Box annotations for photos
= = = =

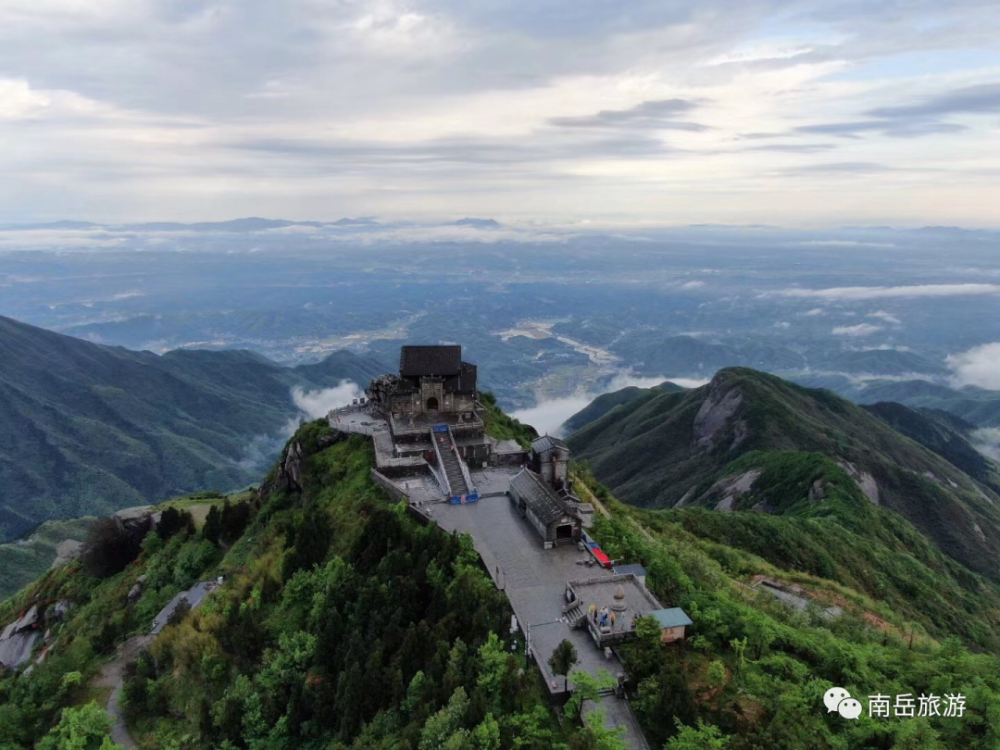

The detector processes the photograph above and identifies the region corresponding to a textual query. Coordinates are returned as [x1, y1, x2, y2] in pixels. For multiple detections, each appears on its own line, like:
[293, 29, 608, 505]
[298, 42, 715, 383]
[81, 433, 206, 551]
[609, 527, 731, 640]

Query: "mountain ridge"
[0, 317, 383, 540]
[567, 368, 1000, 580]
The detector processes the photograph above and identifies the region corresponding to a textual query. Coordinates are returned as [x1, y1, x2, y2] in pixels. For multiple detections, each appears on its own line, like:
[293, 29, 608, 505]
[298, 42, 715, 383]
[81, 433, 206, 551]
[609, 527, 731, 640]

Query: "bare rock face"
[281, 443, 305, 490]
[837, 460, 881, 505]
[701, 469, 761, 510]
[809, 479, 826, 502]
[694, 380, 749, 451]
[257, 431, 349, 499]
[0, 605, 41, 669]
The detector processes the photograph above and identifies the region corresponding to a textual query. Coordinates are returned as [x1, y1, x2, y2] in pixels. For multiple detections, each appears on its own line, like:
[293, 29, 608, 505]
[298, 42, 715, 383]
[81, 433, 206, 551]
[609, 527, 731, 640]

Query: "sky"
[0, 0, 1000, 227]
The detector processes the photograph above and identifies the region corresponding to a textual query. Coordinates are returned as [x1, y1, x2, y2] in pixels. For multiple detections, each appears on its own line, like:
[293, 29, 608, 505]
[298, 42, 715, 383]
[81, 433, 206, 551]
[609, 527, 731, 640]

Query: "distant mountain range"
[0, 216, 503, 232]
[0, 317, 385, 541]
[568, 368, 1000, 580]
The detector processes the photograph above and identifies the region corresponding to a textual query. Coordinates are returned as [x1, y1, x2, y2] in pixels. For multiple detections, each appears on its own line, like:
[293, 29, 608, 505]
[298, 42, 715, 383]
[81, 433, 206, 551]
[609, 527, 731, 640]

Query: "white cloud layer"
[971, 427, 1000, 461]
[774, 284, 1000, 302]
[0, 0, 1000, 223]
[948, 342, 1000, 391]
[832, 323, 882, 336]
[292, 380, 365, 419]
[511, 372, 708, 435]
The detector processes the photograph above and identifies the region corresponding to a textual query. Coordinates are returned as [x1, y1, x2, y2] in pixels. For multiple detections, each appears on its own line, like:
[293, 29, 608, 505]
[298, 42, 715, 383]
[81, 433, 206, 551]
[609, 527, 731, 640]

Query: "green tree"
[549, 639, 580, 675]
[420, 687, 469, 750]
[586, 709, 628, 750]
[37, 701, 121, 750]
[708, 659, 726, 687]
[664, 719, 729, 750]
[563, 669, 618, 719]
[201, 501, 222, 544]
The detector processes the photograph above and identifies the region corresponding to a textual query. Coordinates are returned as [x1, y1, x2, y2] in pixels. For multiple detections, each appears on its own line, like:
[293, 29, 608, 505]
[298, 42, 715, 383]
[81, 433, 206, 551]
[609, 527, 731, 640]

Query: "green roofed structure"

= = = =

What you are asked to do
Present every line of the items above as a numbered list, skipping blank lines and leaving the pictures out.

Reply
1. The detector processes the photograph above and identifies the region corresponding to a textual query. Coordinates are returned as [x1, y1, x2, y2] in pixels. For multiple detections, each appears on its own line, like:
2. [293, 29, 608, 505]
3. [298, 42, 715, 383]
4. [81, 433, 206, 551]
5. [609, 527, 731, 640]
6. Query: "mountain ridge"
7. [0, 317, 383, 540]
8. [567, 368, 1000, 580]
9. The detector processes the photograph above and identifies the region corresponding to a textual query. Coordinates are returned as [x1, y1, x2, y2] in pixels. For multiple detections, each appears on its own line, like:
10. [293, 29, 608, 505]
11. [298, 42, 715, 383]
12. [81, 433, 206, 551]
13. [609, 527, 731, 640]
14. Query: "bare rock face"
15. [281, 443, 305, 490]
16. [837, 460, 881, 505]
17. [701, 469, 761, 510]
18. [809, 479, 826, 502]
19. [694, 380, 749, 451]
20. [257, 431, 349, 499]
21. [0, 605, 41, 669]
22. The detector processes the photograph above and identifies the region corresponding to a textual query. Coordinates are returned as [x1, y1, x2, y2] in pixels. For multiple detections, each appears on its own line, like:
23. [293, 29, 608, 505]
24. [298, 42, 715, 383]
25. [81, 433, 206, 551]
26. [609, 527, 731, 640]
27. Query: "sky"
28. [0, 0, 1000, 227]
29. The detector processes the photograph above and identifies the region corresponding to a textual query. Coordinates are returned as [x1, y1, x2, y2] in pixels. For multiple detections, each appears on its own line, like:
30. [293, 29, 608, 505]
31. [298, 42, 715, 383]
32. [81, 433, 206, 551]
33. [609, 527, 731, 640]
34. Query: "distant mountain range"
35. [0, 216, 503, 232]
36. [0, 317, 385, 541]
37. [568, 368, 1000, 580]
38. The detector processes the photograph above and identifies the region corresponding to a textual query. Coordinates are returned as [x1, y1, x2, y2] in pixels. For multiple detections, each appears on its own line, like:
39. [293, 29, 608, 505]
40. [298, 42, 715, 383]
41. [81, 433, 206, 551]
42. [609, 527, 731, 640]
43. Query: "white cloud layer"
44. [971, 427, 1000, 461]
45. [774, 284, 1000, 302]
46. [0, 0, 1000, 223]
47. [948, 342, 1000, 391]
48. [832, 323, 882, 336]
49. [292, 380, 365, 419]
50. [511, 372, 708, 435]
51. The detector processes the photograph above and identifies the region corresponding to a textual query. Coordinates are returned as [x1, y1, x2, y2] in pixels. For multiple detections, each appears on its own line, like:
52. [293, 29, 608, 505]
53. [298, 42, 715, 383]
54. [81, 433, 206, 551]
55. [609, 527, 731, 640]
56. Query: "green tree"
57. [549, 639, 580, 675]
58. [420, 687, 469, 750]
59. [586, 709, 628, 750]
60. [37, 701, 121, 750]
61. [708, 659, 726, 687]
62. [664, 719, 729, 750]
63. [563, 669, 618, 719]
64. [201, 501, 222, 544]
65. The detector processes the photograph above and identifies the region corresponding to a textual query. Coordinates are returned as [x1, y1, x2, y2] in pixels. For multiple detections, each appears on its own line, like:
66. [293, 29, 608, 505]
67. [298, 42, 715, 383]
68. [81, 433, 206, 551]
69. [609, 527, 731, 640]
70. Query: "green roofed structure"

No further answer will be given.